::: 原文 :::

1.島津の「岩剣城の戦い」と「三州統一」

日新公「島津忠良」(しまづただよし)、島津貴久(しまづたかひさ)、島津四兄弟が顔を揃えた由一の戦いと伝えられる岩剣城の戦い(いわつるぎじょうのたたかい)。
祁答院に本領を持ち、大隅地方に勢力を伸ばしていた祁答院良重(けどういんよししげ)は、蒲生範清(かもうのりきよ)ら大隅の豪族と図り、島津貴久に反旗を翻す。
蒲生軍が、配下の肝付氏が守る「加治木城」(かじきじょう)を攻撃し戦いが始まった。
加治木城を救援すべく、島津忠良、貴久親子が出陣するが、目障りな城があった。
岩剣城である。
忠良、貴久親子は、まず「岩剣城」を攻めるため、島津義久、義弘兄弟を差し向ける。
この時、「息子たちである兄弟のうち、一人の命を落とさなければ落ちないであろう」と岩剣城攻めの難しさを嘆いた。
この岩剣山は独特の形にて、近くでを見上げれば「剣」のイメージが容易に付く。
しかし、岩剣城攻城戦に島津義久(しまづよしひさ)島津義弘(しまづよしひろ)島津歳久(しまづとしひさ)が活躍。
この時、義弘自らが鉄砲を使用したなど、国内で初めて鉄砲が実戦に用いられたとして知られる。
岩剣城の戦いに勝利した島津家は、その勢いで「三州統一」を成し遂げる。

岩剣城跡(鹿児島県姶良市平松)岩剣神社

2.岩剣城跡と蒲生氏

もともと蒲生氏は、藤原北家を祖とする藤原一族である。
藤原秀郷を祖とする近江の蒲生氏。
藤原教清(ふじわらのりきよ)を祖とする九州の大隅の蒲生氏が存在する。
ちなみに、戦国武将で名高い「蒲生氏郷(がもううじさと)」は、近江の蒲生氏と伝わる。
戦後期における大隅の蒲生氏、すなわち大隅蒲生氏十六代当主「蒲生茂清」(かもうしげきよ)は、薩摩島津家と対立していたに渋谷氏一族と手を組み、島津貴久と戦うこととなる。
その後も、祁答院氏に組みすることで、島津家からの攻撃を受けることとなり「岩剣城」に危機が訪れた。
これが「岩剣城の戦い」である。
島津貴久率いる島津軍は、義久、義弘、歳久という後の英雄達を主力に岩剣城に激しく攻めかかった。

::: 演習の入力 :::

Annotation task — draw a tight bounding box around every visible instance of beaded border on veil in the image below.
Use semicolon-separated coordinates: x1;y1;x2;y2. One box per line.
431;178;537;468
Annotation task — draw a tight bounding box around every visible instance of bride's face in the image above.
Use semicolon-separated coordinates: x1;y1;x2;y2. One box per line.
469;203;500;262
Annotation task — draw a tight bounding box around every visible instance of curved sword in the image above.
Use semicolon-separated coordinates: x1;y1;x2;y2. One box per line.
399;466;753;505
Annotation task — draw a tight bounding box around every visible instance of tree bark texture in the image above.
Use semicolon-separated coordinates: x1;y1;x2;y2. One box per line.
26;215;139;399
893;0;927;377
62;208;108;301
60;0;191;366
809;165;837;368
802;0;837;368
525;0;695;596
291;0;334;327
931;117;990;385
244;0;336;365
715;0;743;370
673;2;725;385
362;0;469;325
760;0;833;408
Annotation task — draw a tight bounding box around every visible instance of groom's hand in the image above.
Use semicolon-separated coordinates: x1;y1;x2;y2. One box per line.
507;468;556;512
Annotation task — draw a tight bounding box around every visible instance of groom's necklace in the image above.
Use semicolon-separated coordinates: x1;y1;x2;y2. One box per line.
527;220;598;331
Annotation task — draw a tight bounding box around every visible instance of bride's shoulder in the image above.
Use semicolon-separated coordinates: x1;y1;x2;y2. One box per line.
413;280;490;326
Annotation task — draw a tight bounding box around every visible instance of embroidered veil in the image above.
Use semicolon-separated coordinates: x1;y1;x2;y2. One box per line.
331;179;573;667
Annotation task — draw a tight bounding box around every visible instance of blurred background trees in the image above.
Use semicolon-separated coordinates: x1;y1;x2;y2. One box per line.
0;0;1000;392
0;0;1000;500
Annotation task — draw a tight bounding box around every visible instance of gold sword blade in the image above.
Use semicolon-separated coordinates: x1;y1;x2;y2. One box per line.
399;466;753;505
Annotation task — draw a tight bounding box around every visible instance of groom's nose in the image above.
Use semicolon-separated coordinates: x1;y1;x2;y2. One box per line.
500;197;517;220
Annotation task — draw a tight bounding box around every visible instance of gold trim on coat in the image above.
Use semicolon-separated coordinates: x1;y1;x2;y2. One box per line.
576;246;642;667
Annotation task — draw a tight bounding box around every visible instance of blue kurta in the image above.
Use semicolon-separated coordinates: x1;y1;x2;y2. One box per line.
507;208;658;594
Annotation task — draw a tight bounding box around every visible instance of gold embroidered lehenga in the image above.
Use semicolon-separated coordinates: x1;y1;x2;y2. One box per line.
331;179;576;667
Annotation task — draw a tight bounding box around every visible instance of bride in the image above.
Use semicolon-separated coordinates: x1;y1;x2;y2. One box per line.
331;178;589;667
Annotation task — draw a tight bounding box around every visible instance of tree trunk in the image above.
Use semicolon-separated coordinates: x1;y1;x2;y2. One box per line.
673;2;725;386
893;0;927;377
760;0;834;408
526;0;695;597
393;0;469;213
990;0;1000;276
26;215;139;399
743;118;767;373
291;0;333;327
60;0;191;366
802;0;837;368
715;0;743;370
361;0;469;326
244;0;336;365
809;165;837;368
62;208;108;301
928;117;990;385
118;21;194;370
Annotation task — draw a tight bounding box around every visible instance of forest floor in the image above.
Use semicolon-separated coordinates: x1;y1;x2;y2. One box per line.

:::
::: 演習の入力 :::

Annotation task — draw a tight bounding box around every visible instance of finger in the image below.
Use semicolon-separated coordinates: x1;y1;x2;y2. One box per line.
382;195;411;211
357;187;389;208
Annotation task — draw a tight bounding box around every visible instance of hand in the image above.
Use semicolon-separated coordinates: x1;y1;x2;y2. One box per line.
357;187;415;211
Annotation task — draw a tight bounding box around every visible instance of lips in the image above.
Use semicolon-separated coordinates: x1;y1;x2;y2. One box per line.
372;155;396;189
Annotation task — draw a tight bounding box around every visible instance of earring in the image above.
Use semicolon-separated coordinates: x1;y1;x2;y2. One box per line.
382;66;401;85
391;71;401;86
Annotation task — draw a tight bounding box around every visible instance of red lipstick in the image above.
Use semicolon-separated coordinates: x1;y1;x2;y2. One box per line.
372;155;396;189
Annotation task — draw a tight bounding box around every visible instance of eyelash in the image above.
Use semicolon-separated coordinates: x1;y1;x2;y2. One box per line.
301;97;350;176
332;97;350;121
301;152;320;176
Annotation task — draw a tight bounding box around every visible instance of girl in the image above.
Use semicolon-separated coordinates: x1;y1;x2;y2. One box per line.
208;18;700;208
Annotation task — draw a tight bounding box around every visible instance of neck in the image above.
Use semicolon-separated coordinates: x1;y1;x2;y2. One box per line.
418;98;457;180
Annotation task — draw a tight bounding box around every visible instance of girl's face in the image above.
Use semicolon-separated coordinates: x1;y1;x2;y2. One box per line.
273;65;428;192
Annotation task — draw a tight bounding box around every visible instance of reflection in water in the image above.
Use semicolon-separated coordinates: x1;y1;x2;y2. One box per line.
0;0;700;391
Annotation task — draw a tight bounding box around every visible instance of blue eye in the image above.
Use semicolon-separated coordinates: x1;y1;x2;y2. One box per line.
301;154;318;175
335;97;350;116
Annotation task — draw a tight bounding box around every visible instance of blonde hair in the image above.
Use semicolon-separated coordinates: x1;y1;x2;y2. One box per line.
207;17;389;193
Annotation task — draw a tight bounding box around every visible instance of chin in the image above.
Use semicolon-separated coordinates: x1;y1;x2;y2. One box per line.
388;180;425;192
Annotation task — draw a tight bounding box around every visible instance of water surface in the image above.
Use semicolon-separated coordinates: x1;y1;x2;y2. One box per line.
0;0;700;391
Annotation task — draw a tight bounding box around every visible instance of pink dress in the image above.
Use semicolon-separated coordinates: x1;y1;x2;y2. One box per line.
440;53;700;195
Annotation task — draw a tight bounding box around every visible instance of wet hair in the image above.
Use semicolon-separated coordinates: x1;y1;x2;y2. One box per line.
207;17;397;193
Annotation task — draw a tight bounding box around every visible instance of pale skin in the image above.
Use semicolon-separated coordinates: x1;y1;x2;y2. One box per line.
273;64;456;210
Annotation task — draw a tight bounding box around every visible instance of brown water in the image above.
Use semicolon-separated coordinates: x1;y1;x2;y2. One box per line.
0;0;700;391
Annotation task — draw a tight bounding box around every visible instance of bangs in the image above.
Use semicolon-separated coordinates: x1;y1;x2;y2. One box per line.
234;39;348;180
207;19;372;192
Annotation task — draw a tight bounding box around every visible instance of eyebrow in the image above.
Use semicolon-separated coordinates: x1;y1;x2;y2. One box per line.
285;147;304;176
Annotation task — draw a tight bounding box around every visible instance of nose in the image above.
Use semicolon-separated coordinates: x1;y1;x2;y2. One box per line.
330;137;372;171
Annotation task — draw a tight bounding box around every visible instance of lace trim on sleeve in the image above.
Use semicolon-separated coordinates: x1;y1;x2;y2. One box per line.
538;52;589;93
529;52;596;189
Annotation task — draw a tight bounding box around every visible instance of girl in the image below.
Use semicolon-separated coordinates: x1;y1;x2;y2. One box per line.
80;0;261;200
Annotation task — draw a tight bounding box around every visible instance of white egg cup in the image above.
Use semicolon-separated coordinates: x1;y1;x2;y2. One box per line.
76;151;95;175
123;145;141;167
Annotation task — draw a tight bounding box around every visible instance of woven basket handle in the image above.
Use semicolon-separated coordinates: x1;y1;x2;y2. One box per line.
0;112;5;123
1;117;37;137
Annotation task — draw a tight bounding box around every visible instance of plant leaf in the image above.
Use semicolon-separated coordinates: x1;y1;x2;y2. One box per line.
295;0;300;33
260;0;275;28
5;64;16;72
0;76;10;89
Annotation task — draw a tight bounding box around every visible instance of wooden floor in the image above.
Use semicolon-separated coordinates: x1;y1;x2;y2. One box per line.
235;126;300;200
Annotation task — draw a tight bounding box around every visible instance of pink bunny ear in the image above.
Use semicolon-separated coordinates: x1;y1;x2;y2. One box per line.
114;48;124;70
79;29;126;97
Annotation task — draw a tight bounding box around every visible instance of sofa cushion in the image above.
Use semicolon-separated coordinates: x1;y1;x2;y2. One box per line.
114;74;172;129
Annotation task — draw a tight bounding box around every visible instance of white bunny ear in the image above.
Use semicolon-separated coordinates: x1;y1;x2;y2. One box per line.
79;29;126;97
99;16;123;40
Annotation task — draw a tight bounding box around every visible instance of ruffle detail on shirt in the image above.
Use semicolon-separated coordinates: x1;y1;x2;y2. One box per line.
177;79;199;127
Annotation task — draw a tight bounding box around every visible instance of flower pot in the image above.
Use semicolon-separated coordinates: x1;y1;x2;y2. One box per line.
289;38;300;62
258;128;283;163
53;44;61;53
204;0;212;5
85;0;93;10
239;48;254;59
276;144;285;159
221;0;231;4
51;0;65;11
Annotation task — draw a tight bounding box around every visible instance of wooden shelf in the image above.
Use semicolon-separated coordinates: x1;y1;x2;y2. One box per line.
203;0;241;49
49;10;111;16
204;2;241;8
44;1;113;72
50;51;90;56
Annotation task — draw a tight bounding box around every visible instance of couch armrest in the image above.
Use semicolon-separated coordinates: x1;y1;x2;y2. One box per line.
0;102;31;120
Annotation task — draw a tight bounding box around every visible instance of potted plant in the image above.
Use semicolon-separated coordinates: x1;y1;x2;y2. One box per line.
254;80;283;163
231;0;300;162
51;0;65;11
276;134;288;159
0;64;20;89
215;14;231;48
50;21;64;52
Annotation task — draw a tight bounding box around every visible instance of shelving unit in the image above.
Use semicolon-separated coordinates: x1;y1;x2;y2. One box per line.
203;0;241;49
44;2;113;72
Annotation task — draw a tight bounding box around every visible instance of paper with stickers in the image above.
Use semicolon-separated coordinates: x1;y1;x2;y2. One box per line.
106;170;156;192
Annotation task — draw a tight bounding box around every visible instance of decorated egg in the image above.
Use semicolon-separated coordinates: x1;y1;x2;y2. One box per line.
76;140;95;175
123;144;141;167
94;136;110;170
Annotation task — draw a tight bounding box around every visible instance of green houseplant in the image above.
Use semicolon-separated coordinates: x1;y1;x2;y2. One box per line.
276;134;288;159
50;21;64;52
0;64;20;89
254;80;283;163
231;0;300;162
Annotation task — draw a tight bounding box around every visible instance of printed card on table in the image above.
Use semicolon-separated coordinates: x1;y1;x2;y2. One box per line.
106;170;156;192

:::

## 演習の課題
**a.** 原文を2文で要約するとどうなりますか？
**b.** 入力の行のうち、「trees in the image above.」を含む行から「331;179;576;667」を含む行まで、両端も含めてそのまま繰り返してもらえますか？

## 演習の解答
**a.** 祁答院良重が蒲生範清ら大隅の豪族と図って島津貴久に反旗を翻すと、加治木城の救援に出陣した島津忠良・貴久親子は、まず岩剣城を攻めるため義久・義弘兄弟を差し向けました。岩剣城攻めでは義久・義弘・歳久が活躍し、国内で初めて鉄砲が実戦に用いられたとして知られ、勝利した島津家はその勢いで三州統一を成し遂げました。

**b.**
Annotation task — draw a tight bounding box around every visible instance of blurred background trees in the image above.
Use semicolon-separated coordinates: x1;y1;x2;y2. One box per line.
0;0;1000;392
0;0;1000;500
Annotation task — draw a tight bounding box around every visible instance of gold sword blade in the image above.
Use semicolon-separated coordinates: x1;y1;x2;y2. One box per line.
399;466;753;505
Annotation task — draw a tight bounding box around every visible instance of groom's nose in the image above.
Use semicolon-separated coordinates: x1;y1;x2;y2. One box per line.
500;197;517;220
Annotation task — draw a tight bounding box around every visible instance of gold trim on coat in the image above.
Use semicolon-separated coordinates: x1;y1;x2;y2. One box per line.
576;246;642;667
Annotation task — draw a tight bounding box around every visible instance of blue kurta in the image above.
Use semicolon-separated coordinates: x1;y1;x2;y2. One box per line.
507;208;658;594
Annotation task — draw a tight bounding box around every visible instance of gold embroidered lehenga in the image above.
Use semicolon-separated coordinates: x1;y1;x2;y2. One box per line.
331;179;576;667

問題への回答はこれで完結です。